- Entries
"""
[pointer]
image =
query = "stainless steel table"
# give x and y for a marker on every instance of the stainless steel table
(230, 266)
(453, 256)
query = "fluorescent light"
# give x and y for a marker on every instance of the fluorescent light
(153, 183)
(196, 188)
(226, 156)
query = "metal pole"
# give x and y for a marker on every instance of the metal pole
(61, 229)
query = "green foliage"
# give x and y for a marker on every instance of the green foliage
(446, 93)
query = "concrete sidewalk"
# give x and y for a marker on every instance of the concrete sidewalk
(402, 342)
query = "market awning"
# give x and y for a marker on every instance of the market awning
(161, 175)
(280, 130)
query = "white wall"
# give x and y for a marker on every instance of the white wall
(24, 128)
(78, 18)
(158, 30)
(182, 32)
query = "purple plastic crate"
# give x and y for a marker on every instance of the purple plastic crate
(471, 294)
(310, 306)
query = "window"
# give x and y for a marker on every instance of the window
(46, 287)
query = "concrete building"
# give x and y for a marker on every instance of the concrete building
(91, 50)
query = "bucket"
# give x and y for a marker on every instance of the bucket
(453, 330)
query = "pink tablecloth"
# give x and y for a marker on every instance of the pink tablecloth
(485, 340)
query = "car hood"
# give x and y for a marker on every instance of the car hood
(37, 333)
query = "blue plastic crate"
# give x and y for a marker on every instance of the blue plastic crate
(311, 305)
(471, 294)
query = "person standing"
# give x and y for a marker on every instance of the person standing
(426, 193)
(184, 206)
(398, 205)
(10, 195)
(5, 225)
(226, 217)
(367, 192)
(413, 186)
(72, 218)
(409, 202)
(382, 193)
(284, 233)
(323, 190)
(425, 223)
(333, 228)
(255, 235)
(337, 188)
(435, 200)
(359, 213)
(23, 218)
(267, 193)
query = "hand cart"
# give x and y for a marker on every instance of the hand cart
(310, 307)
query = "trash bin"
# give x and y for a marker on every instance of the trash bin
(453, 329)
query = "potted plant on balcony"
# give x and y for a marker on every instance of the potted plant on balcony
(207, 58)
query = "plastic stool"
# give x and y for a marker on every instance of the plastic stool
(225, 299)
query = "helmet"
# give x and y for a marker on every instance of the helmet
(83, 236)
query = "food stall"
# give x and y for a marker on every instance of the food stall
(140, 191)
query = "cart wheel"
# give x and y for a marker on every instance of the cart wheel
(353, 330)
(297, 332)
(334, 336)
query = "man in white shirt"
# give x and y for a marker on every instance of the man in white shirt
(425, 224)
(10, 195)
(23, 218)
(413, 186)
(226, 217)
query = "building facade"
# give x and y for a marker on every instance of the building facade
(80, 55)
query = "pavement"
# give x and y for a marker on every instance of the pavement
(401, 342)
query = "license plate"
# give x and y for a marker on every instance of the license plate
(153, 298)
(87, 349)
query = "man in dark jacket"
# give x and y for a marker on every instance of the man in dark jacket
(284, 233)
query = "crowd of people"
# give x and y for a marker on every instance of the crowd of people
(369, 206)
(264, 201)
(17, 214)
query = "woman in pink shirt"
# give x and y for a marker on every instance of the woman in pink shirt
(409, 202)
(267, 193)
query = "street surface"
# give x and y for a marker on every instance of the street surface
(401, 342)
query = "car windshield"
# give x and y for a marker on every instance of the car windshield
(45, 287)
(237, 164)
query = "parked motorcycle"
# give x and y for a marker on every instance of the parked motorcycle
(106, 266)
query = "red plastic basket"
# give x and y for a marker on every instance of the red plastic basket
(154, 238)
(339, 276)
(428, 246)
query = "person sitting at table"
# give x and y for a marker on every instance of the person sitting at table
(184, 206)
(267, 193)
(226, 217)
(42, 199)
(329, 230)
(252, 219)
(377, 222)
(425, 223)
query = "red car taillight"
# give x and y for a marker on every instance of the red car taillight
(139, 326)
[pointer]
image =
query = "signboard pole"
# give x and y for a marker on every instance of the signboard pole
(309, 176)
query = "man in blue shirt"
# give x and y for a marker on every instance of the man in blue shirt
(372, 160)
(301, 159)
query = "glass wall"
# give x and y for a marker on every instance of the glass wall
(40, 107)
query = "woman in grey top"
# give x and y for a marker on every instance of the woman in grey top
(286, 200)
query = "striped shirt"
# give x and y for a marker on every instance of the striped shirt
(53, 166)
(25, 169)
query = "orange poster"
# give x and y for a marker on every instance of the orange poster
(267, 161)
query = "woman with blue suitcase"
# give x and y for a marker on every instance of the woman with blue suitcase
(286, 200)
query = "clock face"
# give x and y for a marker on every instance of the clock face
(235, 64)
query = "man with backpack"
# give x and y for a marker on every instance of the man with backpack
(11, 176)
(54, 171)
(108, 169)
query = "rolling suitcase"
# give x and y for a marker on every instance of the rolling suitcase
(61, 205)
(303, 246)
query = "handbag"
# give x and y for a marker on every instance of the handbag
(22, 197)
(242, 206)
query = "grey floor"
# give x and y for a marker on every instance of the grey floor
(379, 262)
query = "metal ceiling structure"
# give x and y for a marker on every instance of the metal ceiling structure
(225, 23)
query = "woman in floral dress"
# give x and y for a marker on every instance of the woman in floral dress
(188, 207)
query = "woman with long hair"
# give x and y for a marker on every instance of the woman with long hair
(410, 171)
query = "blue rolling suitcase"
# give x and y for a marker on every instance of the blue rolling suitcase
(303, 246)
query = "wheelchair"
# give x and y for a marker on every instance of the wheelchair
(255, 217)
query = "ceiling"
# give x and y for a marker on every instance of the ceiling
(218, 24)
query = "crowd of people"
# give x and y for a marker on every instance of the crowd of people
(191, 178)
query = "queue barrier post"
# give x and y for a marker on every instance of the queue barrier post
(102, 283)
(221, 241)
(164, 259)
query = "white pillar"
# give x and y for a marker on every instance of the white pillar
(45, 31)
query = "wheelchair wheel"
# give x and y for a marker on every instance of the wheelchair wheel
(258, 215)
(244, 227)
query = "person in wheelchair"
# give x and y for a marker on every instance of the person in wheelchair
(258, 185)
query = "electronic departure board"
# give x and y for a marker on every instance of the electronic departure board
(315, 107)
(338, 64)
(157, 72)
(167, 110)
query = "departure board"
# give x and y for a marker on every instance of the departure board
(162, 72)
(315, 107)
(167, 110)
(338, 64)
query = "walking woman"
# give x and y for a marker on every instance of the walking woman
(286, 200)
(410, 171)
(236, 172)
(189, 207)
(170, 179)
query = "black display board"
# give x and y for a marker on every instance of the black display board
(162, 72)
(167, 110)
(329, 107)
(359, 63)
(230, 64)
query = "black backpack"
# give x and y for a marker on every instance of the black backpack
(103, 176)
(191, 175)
"""
- To do
All of the lines above must be returned exactly.

- Exercise answer
[pointer]
image =
query = "stainless steel table"
# give x and y for a marker on every instance of the stainless steel table
(230, 266)
(453, 256)
query = "fluorescent light"
# give x and y for a marker on every instance of the fluorescent light
(153, 183)
(196, 188)
(226, 156)
query = "metal pole"
# give x and y for a marker on every instance of the metal pole
(61, 229)
query = "green foliage"
# give x and y for a marker on every instance of the green foliage
(446, 93)
query = "concrete sidewalk"
# give x and y for a marker on every instance of the concrete sidewalk
(402, 342)
query = "market awning"
# give x and y for a marker on every instance of the market awning
(161, 175)
(280, 130)
query = "white wall"
# give x and y for a marker on every instance of the white wall
(24, 128)
(78, 18)
(158, 30)
(182, 32)
query = "purple plastic crate"
# give x and y for a marker on every instance of the purple plastic crate
(471, 294)
(310, 306)
query = "window"
# give x and y for a marker on every instance of the window
(46, 287)
query = "concrete building"
# give x and y for a marker on every instance of the concrete building
(91, 50)
query = "bucket"
# give x and y for a marker on every instance of the bucket
(453, 330)
query = "pink tablecloth"
# give x and y for a marker on every instance of the pink tablecloth
(485, 340)
query = "car hood"
# give x and y for a marker on every instance of the car hood
(37, 333)
query = "blue plastic crate"
# give x and y for a marker on every instance of the blue plastic crate
(311, 305)
(471, 294)
query = "person standing"
# give x and y for a marker on every instance of the person standing
(426, 193)
(184, 206)
(398, 205)
(10, 195)
(5, 225)
(226, 217)
(367, 192)
(413, 186)
(72, 218)
(409, 202)
(382, 193)
(284, 233)
(323, 190)
(425, 223)
(333, 228)
(255, 235)
(337, 188)
(435, 200)
(359, 213)
(23, 218)
(267, 193)
query = "hand cart"
# give x and y for a marker on every instance of the hand cart
(310, 307)
query = "trash bin"
# give x and y for a marker on every instance of the trash bin
(453, 329)
query = "potted plant on balcony"
# give x and y for a marker on every instance of the potted plant on balcony
(207, 58)
query = "plastic stool"
# give x and y for a marker on every instance of the plastic stool
(225, 299)
query = "helmet"
# give x and y for a marker on every instance of the helmet
(83, 236)
query = "food stall"
# give x and y for a marker on every instance of the food stall
(140, 191)
query = "cart wheel"
# give x and y for a marker on every instance of the cart wheel
(353, 330)
(297, 332)
(334, 336)
query = "man in white shirt"
# give x and y for a marker on every instance of the man in white shirt
(425, 224)
(10, 195)
(23, 218)
(413, 186)
(226, 217)
query = "building facade"
# give x and y for a marker on every instance of the building facade
(80, 55)
query = "pavement"
# give x and y for a marker on every instance of the pavement
(401, 342)
query = "license plate"
# give x and y for a marker on every instance of the license plate
(153, 298)
(87, 349)
query = "man in dark jacket"
# give x and y for a marker on every instance of the man in dark jacket
(284, 233)
query = "crowd of people"
# give x and y for a marker on every instance of the crowd of people
(369, 206)
(264, 201)
(17, 214)
query = "woman in pink shirt"
# give x and y for a marker on every instance of the woman in pink shirt
(409, 202)
(267, 193)
query = "street surface"
# give x and y for a marker on every instance of the street surface
(401, 342)
query = "car windshield"
# give x and y for a marker on every instance of the car windshield
(45, 287)
(237, 164)
query = "parked motorcycle"
# give x and y for a marker on every instance of the parked motorcycle
(106, 266)
query = "red plastic basket"
# give x and y for a marker on every instance of the red plastic basket
(154, 238)
(339, 276)
(428, 246)
query = "person sitting at table"
# give x and y for a marker on every instance of the person sitting at table
(184, 206)
(267, 193)
(226, 217)
(42, 199)
(329, 230)
(252, 219)
(377, 222)
(425, 223)
query = "red car taillight"
# give x and y for a marker on every instance of the red car taillight
(139, 326)
[pointer]
image =
query = "signboard pole"
# give x and y for a marker on every instance of the signboard pole
(309, 176)
query = "man in blue shirt"
# give x and y for a marker on every instance of the man in blue shirt
(372, 160)
(301, 159)
query = "glass wall"
# give x and y for a marker on every instance of the glass wall
(40, 107)
query = "woman in grey top"
# give x and y for a marker on every instance of the woman in grey top
(286, 200)
query = "striped shirt"
# give x and y for a marker on every instance of the striped shirt
(53, 166)
(25, 169)
query = "orange poster"
# give x and y for a marker on every instance of the orange poster
(267, 161)
query = "woman with blue suitcase"
# give x and y for a marker on every instance of the woman with blue suitcase
(286, 200)
query = "clock face"
# give x and y for a marker on every instance of the clock face
(235, 64)
query = "man with backpack"
# give x and y for a marker on every instance of the man with backpack
(11, 176)
(54, 171)
(108, 169)
query = "rolling suitcase"
# give x and y for a marker on every instance of the rolling suitcase
(61, 205)
(303, 246)
query = "handbag"
# give x and y for a marker on every instance of the handbag
(22, 197)
(242, 206)
query = "grey floor"
# give x and y for a marker on every instance of the grey floor
(379, 262)
query = "metal ceiling structure"
# give x and y for a marker on every instance of the metal ceiling structure
(225, 23)
query = "woman in floral dress"
# give x and y for a marker on every instance of the woman in floral dress
(188, 207)
query = "woman with long hair"
# give x and y for a marker on every instance of the woman with long hair
(410, 171)
query = "blue rolling suitcase"
# give x and y for a marker on every instance of the blue rolling suitcase
(303, 246)
query = "wheelchair"
# give x and y for a marker on every instance of the wheelchair
(255, 217)
query = "ceiling"
# give x and y for a marker on every instance of the ceiling
(218, 24)
query = "crowd of people"
# give x and y for a marker on every instance of the crowd of people
(191, 178)
query = "queue barrier post"
# give x and y for a marker on every instance of the queue barrier post
(102, 283)
(221, 241)
(164, 259)
query = "white pillar"
# give x and y for a marker on every instance of the white pillar
(45, 31)
query = "wheelchair wheel"
# give x and y for a marker on every instance of the wheelchair wheel
(258, 215)
(244, 227)
query = "person in wheelchair"
# give x and y for a marker on every instance of the person in wheelchair
(258, 185)
query = "electronic departure board"
# give x and y for a marker on every instance of the electronic departure board
(315, 107)
(338, 64)
(157, 72)
(167, 110)
query = "departure board"
# give x and y for a marker on every instance of the departure board
(162, 72)
(315, 107)
(167, 110)
(338, 64)
query = "walking woman"
# give x and y for a marker on every instance of the walking woman
(286, 200)
(410, 171)
(236, 172)
(189, 207)
(170, 179)
query = "black display board"
# give x and y for a marker on every instance of the black display board
(162, 72)
(167, 110)
(329, 107)
(359, 63)
(230, 64)
query = "black backpack"
# give x and y for a marker on every instance of the black backpack
(103, 176)
(191, 175)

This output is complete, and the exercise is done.